#### KUTIPAN
Rendahnya penurunan tingkat kemiskinan selama ini disebabkan berbagai faktor. Salah satunya efektivitas program bantuan sosial (bansos) yang tidak optimal, akibat ketidaktepatan sasaran, terbatasanya cakupan dan kontribusi moneter bansos terhadap pengeluaran keluarga penerima manfaat, rendahnya akuntabilitas dan transparansi, buruknya koordinasi vertikal dan horizontal di pusat dan daerah, dlsb.
Berbagai masalah tersebut menuntut solusi cerdas, out of the box, bukan business as usual – “menang bisa karena biasa”, hanya membolak balik strategi lama yang terbukti tidak efektif. Apalagi blusukan ala Risma, jelas sangat jauh dari tugas dan tanggungjawab seorang Mensos dalam memimpin perumusan dan eksekusi kebijakan strategis level nasional.
Mengomentari aksi blusukan Risma, dalam status facebooknya, Kyai As’ad Said Ali, mantan Wakil Kepala BIN, menyebut “trik pejabat tersebut kurang etis dari segi moral karena mengandung rekayasa eksploitasi masyarakat marjinal.” Dan memang demikian, kendati lumrah dalam keseharian politik Indonesia yang masuk era politik paska kebenaran (post truth politics). Rekayasa dan kebohongan menjadi menu utama para politikus, didukung para pemodal, untuk mendulang dan memelihara dukungan tanpa reserve dari rakyat.

#### CUPLIKAN MATERI
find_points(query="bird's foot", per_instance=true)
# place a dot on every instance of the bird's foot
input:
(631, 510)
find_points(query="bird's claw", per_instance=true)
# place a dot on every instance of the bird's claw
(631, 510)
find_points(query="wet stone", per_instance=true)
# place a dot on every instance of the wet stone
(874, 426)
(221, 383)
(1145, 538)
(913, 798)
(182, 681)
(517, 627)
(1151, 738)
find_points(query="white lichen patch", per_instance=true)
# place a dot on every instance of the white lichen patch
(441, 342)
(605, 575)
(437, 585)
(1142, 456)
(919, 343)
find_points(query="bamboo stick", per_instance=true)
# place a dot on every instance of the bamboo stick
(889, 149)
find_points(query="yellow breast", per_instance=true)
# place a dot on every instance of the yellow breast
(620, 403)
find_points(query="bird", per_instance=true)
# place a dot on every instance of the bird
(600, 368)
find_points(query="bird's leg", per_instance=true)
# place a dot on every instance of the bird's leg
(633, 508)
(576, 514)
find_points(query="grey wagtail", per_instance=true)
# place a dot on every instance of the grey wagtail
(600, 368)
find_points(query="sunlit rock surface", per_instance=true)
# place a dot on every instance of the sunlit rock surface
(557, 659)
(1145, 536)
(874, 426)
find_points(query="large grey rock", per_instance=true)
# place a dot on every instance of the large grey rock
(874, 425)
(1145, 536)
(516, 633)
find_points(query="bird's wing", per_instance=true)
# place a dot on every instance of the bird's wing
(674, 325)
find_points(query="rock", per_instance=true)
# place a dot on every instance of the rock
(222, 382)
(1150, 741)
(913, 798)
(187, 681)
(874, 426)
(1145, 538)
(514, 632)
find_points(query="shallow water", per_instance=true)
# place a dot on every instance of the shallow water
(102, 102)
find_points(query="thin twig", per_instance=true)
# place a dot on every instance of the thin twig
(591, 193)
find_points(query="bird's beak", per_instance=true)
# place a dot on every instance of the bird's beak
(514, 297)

#### RINCIAN SOAL
Lanjutkan kutipan tentang penanggulangan kemiskinan dan aksi blusukan Risma, dimulai setelah kalimat terakhir yang ditampilkan.

#### HASIL PENGERJAAN
Kembali ke soal kinerja pemimpin pencitraan yang gemar blusukan seperti laku politik Risma. Pada 2012-2017, di bawah kepemimpinan Jokowi-Ahok-Djarot, DKI Jakarta menjadi wilayah yang kurang bersahabat dengan rakyat miskin dan tidak mampu. Alih alih meringankan beban penduduk miskin, jumlah dan tingkat penderitaan mereka justru meningkat ketika dipimpin trio figur yang rajin pencitraan dan diklaim sebagai representasi partai wong cilik ini. Penggusuran tidak manusiawi terhadap rakyat kecil menjadi tontonan sehari hari warga Jakarta, terutama di era Ahok. Hampir seluruh sektor utama pembangunan DKI Jakarta merosot. Pengelolaan keuangan daerah amburadul dan korupsi meluas. Perslingkuhan antara oligarki kekuasaan dan oligarki ekonomi makin brutal, terutama melalui proyek reklamasi teluk Jakarta.
Namun, keadaan Ibukota menjadi jauh lebih baik sejak dipimpin Anies Baswedan, seorang intelektual dengan visi besar untuk membangun manusia Indonesia. Tanpa menutup mata atas kelemahan Anies, selama tiga tahun kepemimpinannya, kondisi fisik DKI Jakarta berubah drastis, makin tertata dan indah.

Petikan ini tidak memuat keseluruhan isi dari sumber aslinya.